● **THE PROBLEM**:
Set each entry down exactly as written.

● **INFORMATION SHOWN**:

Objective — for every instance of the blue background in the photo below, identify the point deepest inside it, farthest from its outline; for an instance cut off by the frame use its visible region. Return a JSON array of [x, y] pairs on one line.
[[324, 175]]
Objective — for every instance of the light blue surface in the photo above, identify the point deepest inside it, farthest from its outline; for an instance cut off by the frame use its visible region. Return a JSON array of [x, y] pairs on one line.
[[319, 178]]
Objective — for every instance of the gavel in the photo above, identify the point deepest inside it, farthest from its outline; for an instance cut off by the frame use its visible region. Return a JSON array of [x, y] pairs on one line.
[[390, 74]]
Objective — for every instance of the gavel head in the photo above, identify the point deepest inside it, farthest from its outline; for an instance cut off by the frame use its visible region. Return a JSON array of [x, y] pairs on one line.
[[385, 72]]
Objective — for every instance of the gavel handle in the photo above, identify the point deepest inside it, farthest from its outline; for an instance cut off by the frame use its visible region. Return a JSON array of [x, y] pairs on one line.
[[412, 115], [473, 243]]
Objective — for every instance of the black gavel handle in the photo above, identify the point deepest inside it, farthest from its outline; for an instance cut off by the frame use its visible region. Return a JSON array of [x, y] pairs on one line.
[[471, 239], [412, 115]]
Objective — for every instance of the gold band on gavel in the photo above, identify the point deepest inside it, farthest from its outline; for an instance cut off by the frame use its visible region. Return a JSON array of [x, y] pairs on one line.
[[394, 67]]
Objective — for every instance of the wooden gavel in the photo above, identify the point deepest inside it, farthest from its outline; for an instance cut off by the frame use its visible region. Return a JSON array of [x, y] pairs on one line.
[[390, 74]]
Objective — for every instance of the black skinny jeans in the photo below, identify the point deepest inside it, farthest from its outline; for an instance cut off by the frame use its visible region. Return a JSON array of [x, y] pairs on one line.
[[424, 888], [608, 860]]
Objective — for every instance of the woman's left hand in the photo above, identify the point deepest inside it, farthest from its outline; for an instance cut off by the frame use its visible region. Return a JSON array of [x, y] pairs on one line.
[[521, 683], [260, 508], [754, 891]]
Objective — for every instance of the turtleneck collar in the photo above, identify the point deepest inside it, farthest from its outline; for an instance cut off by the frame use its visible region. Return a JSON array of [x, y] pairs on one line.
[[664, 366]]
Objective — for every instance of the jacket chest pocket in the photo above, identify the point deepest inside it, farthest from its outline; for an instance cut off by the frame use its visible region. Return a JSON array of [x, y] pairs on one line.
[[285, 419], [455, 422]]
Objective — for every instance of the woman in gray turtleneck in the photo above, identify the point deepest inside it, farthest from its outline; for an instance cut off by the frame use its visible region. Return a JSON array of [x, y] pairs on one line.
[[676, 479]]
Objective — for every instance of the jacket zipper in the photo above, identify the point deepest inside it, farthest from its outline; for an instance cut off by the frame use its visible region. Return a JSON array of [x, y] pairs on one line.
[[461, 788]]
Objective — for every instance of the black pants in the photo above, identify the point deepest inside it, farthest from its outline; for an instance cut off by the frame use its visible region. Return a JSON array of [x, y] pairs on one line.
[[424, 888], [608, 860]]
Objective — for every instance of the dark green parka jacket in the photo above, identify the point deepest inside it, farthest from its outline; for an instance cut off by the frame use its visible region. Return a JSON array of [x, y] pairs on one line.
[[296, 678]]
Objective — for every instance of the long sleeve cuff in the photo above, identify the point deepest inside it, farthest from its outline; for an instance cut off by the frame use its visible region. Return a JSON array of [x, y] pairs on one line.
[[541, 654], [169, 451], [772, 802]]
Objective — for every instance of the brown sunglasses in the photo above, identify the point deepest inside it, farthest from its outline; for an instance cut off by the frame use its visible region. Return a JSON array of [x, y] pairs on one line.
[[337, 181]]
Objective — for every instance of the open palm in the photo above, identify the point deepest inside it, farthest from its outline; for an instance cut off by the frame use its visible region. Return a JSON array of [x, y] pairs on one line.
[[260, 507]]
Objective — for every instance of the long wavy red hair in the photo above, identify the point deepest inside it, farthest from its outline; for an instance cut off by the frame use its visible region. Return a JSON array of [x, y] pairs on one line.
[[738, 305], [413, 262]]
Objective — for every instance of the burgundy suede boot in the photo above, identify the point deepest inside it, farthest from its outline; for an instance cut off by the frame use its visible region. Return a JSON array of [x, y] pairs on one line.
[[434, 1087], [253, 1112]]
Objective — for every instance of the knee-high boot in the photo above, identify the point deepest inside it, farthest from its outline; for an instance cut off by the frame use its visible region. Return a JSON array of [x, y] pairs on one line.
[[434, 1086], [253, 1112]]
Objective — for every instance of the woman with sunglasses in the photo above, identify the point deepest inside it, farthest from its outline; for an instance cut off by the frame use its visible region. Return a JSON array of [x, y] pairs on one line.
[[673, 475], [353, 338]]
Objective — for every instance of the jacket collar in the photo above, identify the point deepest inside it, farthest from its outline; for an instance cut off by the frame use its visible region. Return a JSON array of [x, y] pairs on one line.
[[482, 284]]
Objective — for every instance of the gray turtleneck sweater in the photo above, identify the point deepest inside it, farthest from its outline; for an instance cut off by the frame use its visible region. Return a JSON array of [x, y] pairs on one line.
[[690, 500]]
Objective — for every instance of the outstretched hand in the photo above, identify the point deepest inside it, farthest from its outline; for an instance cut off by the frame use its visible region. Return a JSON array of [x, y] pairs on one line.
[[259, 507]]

● **COMPLETED EXERCISE**:
Objective — for every instance of the blue background in the photo below, identify the point deepest inside it, farthest from its outline; for an instance cut off by the frame use its visible region. Return a JSON array of [x, y] pairs on one line.
[[324, 175]]
Objective — for every instance of the light blue surface in the photo above, identify the point deepest inside it, farthest from its outline; for an instance cut off by the frame use its visible region. Return a JSON array of [x, y] pairs on one line.
[[319, 178]]
Objective — for every instance of the gavel in the photo above, identify the point deepest inside it, farthest from its outline; for an instance cut off by the frame use its visible region. Return a JSON array of [x, y] pairs on one line.
[[390, 74]]
Objective — for every instance of the gavel head in the photo above, identify the point deepest inside it, farthest from its outline; for an instance cut off by the frame use its visible region. Return a JSON array of [x, y] pairs on one line.
[[385, 72]]
Objective — for every instance of the gavel handle in the photo above, identify the point deepest inside it, farthest from its outline; for an instance cut off by the frame use its visible region. Return a JSON array of [x, y] pairs on one line.
[[412, 115], [473, 243]]
Objective — for every instance of the black gavel handle in the photo above, identify the point deepest inside it, farthest from its outline; for an instance cut off by the frame use its visible region. Return a JSON array of [x, y] pairs on one line.
[[471, 239], [412, 115]]
Objective — for every instance of the gold band on gavel in the photo above, identify the point deepest inside it, farthest from its outline; for an instance cut off by the frame use its visible region. Return a JSON array of [x, y] pairs on one line.
[[394, 67]]
Objective — for every instance of the wooden gavel in the photo above, identify the point deepest inside it, farthest from its outline; for an instance cut off by the frame use its visible region. Return a JSON array of [x, y] pairs on one line.
[[390, 74]]
Objective — for every instance of the black skinny jeans in the photo below, identify the point deepest inside it, farthest from its outline; for an instance cut off by the frame use its visible region. Return a JSON array of [x, y] pairs on one line.
[[424, 888], [608, 860]]
Objective — for every instance of the woman's left hand in the photo above, identify the point deepest inside it, farthest from its outline; for an instance cut off by the frame use its visible region. Return a JSON array of [x, y] pairs on one line.
[[521, 683], [260, 508], [754, 891]]
Objective — for every instance of the turtleneck collar in the photo above, identify the point deepest inside it, farthest from its outline; for an instance cut off by the frame use its visible region. Return a JSON array of [x, y] pairs on one line.
[[664, 366]]
Objective — for every instance of the jacket chest pocket in the photo above, identify the point deepest inside it, farthest from its outline; for an instance cut off by the frame use its visible region. Return a JSON array of [x, y] pairs on one line.
[[285, 419], [455, 422]]
Objective — for every instance of the woman in gray turtleneck in the photo above, identify the point deepest inside it, farthest from its outline; for an instance cut off by the frame use its visible region. Return a JSON array of [x, y] pairs on one line.
[[676, 479]]
Objective — for every instance of the jacket zipper in the photo above, identify the point deepest inside it, farthest from its outline; for an instance cut off by the frame use its visible region. Return a JSON array of [x, y] pairs on one line.
[[461, 788]]
Objective — for every instance of the black pants in the photo above, identify the point deepest inside it, farthest from its outline; for an instance cut off by the frame use its visible region. Return a JSON array of [x, y] pairs on one line.
[[424, 888], [608, 860]]
Objective — for every instance of the dark green parka jacket in the photo above, identify the point deepest inside it, farthest from its outline; for an instance cut off by the frame use its visible region. Return a JSON array of [x, y] pairs on one line.
[[296, 678]]
Objective — for every instance of the long sleeve cuff in the photo above, identify the point deepest inside it, farthest from its outline; for an instance cut off by the frame use its visible region. Return a JSON array of [x, y] pairs on one line.
[[541, 654], [169, 451], [772, 802]]
Objective — for every instance of the brown sunglasses in the photo above, identify the point deepest inside it, farthest from its outline; for an instance cut off by the frame use its visible region. Return a JSON array of [x, y] pairs on one line.
[[337, 181]]
Objective — for every instance of the open palm in the photo above, identify the point deepest inside it, farthest from its outline; for an instance cut off by the frame use its visible region. Return a JSON array of [x, y] pairs on one line.
[[260, 507]]
Objective — for every instance of the long wavy red hair in the photo above, identify the point deepest inside it, farthest from its outline; for an instance cut off by the frame use its visible region. Return a JSON array of [x, y] pairs on one line.
[[738, 305], [413, 262]]
Objective — for every instance of the burgundy suede boot in the photo above, identify the point deepest inside it, farthest from its outline; for an instance cut off by the frame use its visible region. Return a JSON array of [x, y] pairs on one line.
[[434, 1087], [253, 1112]]
Objective — for every instance of the knee-high boot in the photo above, identify the point deepest inside it, farthest from its outline; for an instance cut off by the frame use its visible region. Return a JSON array of [x, y] pairs on one line.
[[434, 1086], [253, 1112]]
Objective — for every instance of the woman with sunglasses in the photo above, identify the point deepest inside it, farthest from its outline; for an instance cut off by the frame use its visible region. Return a JSON array of [x, y] pairs on one line.
[[673, 475], [353, 338]]
Objective — for every instance of the jacket collar in the photo above, identify the point deepest inside it, farthest from its outline; for an instance cut off by the frame use its visible region. Return a JSON array of [x, y] pairs on one line.
[[482, 284]]
Objective — for every instance of the gray turtleneck sweater in the photo above, identify the point deepest inside it, farthest from its outline; for an instance cut off by the frame use its visible region. Return a JSON array of [x, y] pairs on one line.
[[690, 500]]
Objective — for every instance of the outstretched hand in the photo above, identify the point deepest inside it, farthest from its outline; for an instance cut off by the frame use its visible region. Return a JSON array of [x, y] pairs on one line.
[[259, 507]]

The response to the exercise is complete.